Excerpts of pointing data
============

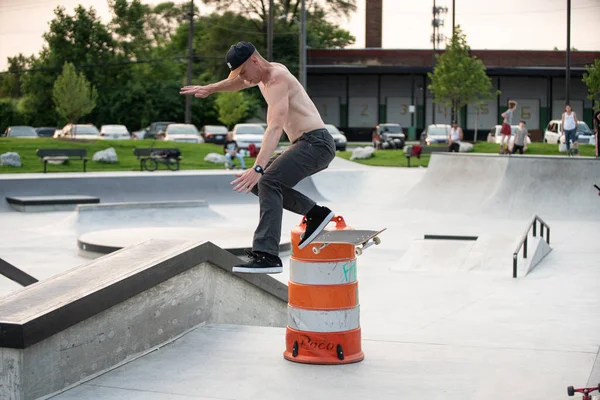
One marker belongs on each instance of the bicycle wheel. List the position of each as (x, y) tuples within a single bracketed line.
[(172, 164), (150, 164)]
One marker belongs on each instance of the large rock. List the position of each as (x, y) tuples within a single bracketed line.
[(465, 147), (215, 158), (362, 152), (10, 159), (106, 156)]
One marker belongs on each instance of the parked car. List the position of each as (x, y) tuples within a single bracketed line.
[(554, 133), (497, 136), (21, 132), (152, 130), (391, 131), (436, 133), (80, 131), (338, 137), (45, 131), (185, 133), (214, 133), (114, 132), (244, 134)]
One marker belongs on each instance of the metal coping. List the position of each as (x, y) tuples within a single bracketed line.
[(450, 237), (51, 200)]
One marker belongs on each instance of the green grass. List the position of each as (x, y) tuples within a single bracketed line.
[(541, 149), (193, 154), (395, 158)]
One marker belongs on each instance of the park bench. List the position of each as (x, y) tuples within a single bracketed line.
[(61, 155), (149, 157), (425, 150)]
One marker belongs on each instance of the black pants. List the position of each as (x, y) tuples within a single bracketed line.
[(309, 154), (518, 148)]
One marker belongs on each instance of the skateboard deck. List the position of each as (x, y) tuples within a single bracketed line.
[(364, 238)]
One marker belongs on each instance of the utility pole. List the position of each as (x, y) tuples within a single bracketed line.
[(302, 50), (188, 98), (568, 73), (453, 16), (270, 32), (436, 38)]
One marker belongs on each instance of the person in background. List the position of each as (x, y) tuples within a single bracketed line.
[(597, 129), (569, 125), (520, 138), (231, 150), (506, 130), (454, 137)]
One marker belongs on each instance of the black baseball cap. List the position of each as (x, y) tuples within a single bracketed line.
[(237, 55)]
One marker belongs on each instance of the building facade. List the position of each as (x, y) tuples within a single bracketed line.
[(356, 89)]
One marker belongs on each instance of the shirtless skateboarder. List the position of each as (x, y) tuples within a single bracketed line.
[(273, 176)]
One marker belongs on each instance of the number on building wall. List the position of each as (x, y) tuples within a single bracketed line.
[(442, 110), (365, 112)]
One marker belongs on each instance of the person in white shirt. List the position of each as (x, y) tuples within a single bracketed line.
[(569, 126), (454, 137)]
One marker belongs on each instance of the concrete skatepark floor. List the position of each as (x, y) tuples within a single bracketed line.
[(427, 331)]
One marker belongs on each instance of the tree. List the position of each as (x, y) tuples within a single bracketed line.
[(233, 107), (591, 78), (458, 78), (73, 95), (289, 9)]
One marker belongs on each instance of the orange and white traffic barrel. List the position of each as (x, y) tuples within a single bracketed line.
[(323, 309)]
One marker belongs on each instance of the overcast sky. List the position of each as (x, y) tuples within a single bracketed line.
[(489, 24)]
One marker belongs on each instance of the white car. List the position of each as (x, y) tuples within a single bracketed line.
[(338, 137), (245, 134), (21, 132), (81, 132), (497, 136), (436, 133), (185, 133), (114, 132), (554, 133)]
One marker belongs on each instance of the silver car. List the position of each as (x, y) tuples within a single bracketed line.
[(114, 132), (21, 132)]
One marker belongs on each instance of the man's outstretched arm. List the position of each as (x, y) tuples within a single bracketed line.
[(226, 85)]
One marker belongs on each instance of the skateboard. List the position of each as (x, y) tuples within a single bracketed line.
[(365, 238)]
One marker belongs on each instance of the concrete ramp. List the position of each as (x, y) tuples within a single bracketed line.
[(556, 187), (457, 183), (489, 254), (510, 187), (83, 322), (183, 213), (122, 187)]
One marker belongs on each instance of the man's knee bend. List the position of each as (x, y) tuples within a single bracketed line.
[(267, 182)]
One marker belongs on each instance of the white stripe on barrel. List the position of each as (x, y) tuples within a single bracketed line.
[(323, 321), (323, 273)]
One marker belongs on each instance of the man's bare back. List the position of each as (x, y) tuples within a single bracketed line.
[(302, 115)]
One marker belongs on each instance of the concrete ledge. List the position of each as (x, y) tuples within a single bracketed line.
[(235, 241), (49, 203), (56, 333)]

============

Rewrite the lines above as a Markdown table with the columns Row and Line, numbering each row and skipping blank lines. Omit the pictures.

| Row | Line |
|---|---|
| 1 | One marker belongs on each instance of the bicycle wheel. List the position of each as (x, y) tuples within a single bracketed line. |
| 2 | [(172, 164), (150, 164)] |
| 3 | One marker belongs on each instance of the large rock. List the position of each as (x, y) tuples within a single bracketed line. |
| 4 | [(465, 147), (215, 158), (362, 152), (10, 159), (106, 156)] |
| 5 | One marker belongs on each instance of the parked car. List the position of each as (x, y) tuples within a single bracketed line. |
| 6 | [(554, 133), (497, 136), (21, 132), (152, 130), (391, 131), (436, 133), (80, 131), (338, 137), (45, 131), (185, 133), (214, 133), (114, 132), (244, 134)] |
| 7 | One marker belongs on each instance of the metal coping. List the position of each as (x, y) tuples within a single bracketed line. |
| 8 | [(450, 237), (51, 200)] |
| 9 | One marker belongs on each instance of the green grass. List the position of each as (x, y) tuples within a single bracketed line. |
| 10 | [(541, 149), (193, 154), (395, 158)] |
| 11 | One marker belongs on each instance of the park bench. List the position of each as (x, y) tuples within a single bracketed line. |
| 12 | [(61, 155), (149, 157), (425, 150)] |
| 13 | One marker belongs on each instance of the black pants. List the position of each as (x, y) tuples within a single bracketed line. |
| 14 | [(309, 154), (518, 148)] |
| 15 | One marker belongs on each instance of the skateboard deck. List the position of each as (x, y) tuples within a single bracketed line. |
| 16 | [(364, 238)] |
| 17 | One marker belongs on each instance of the utility pole. List the position of each as (x, y) tuples within a single bracketed line. |
| 18 | [(302, 50), (188, 98), (568, 73), (453, 16), (270, 32), (436, 38)] |
| 19 | One marker belongs on each instance of the person in background. List the position of each as (x, y) tuples within a single bracketed line. |
| 20 | [(597, 129), (569, 125), (520, 138), (231, 150), (506, 130), (454, 137)] |
| 21 | One marker belongs on each instance of the black baseball cap. List the position of each as (x, y) tuples within a single bracketed line. |
| 22 | [(237, 55)] |
| 23 | One marker belongs on each instance of the building facade. List the position of each as (x, y) tuples within a single bracketed line. |
| 24 | [(356, 89)] |
| 25 | One marker belongs on each instance of the shirtless skateboarder. List the position of each as (x, y) tuples within a single bracketed line. |
| 26 | [(273, 176)] |
| 27 | One marker belongs on each instance of the number on building wall. List the position of each as (x, y) tuples within a single bracketed line. |
| 28 | [(442, 110), (365, 112)] |
| 29 | One marker belongs on each instance of the person in white shirt. List the position of each as (x, y) tuples within a single bracketed line. |
| 30 | [(569, 126), (454, 137)] |
| 31 | One marker belongs on each instance of the concrete skatepark floor. List the position of each as (x, y) tuples within a single bracketed line. |
| 32 | [(427, 331)] |
| 33 | One marker belongs on each instance of the tree. List the position of each as (x, y) tuples within a single bracketed line. |
| 34 | [(233, 107), (591, 78), (458, 78), (73, 95), (289, 9)] |
| 35 | One marker belongs on each instance of the orange and white traffic barrel. List the position of each as (x, y) tuples within a single bracketed line. |
| 36 | [(323, 309)] |
| 37 | One marker belongs on each instance of the overcast sky. List the position of each as (x, y) tuples within a single bracketed line. |
| 38 | [(489, 24)] |
| 39 | One marker belongs on each instance of the white car. List the position of each as (x, y) tuples within a single bracketed line. |
| 40 | [(338, 137), (245, 134), (21, 132), (81, 132), (497, 136), (436, 133), (185, 133), (114, 132), (554, 133)] |
| 41 | One marker belongs on each instance of the silver car. List the position of each as (x, y) tuples within a single bracketed line. |
| 42 | [(114, 132), (21, 132)] |
| 43 | One marker belongs on each instance of the man's outstretched arm. List the position of each as (x, y) tuples within a single bracketed line. |
| 44 | [(226, 85)] |
| 45 | One marker belongs on each instance of the skateboard. List the position of each as (x, y) tuples within a single bracketed line. |
| 46 | [(365, 238)] |
| 47 | One marker belongs on each instance of the concrete ramp. List the position of each as (x, y) tuples within a single bracketed line. |
| 48 | [(556, 187), (457, 183), (489, 254), (510, 187), (83, 322), (183, 213), (122, 187)] |
| 49 | One marker belongs on each instance of the man's knee bend. List the position of each as (x, y) tuples within a single bracketed line. |
| 50 | [(267, 182)] |
| 51 | One marker belongs on each instance of the white stripe on barrel. List the position of each as (x, y) tuples within a single bracketed line. |
| 52 | [(323, 321), (323, 273)] |
| 53 | One marker belongs on each instance of the man's bare back. List the position of each as (x, y) tuples within a single bracketed line. |
| 54 | [(302, 115)] |
| 55 | One marker belongs on each instance of the concrete ledge. List the position of each as (x, y) tuples within a single bracketed line. |
| 56 | [(235, 241), (49, 203), (56, 333)] |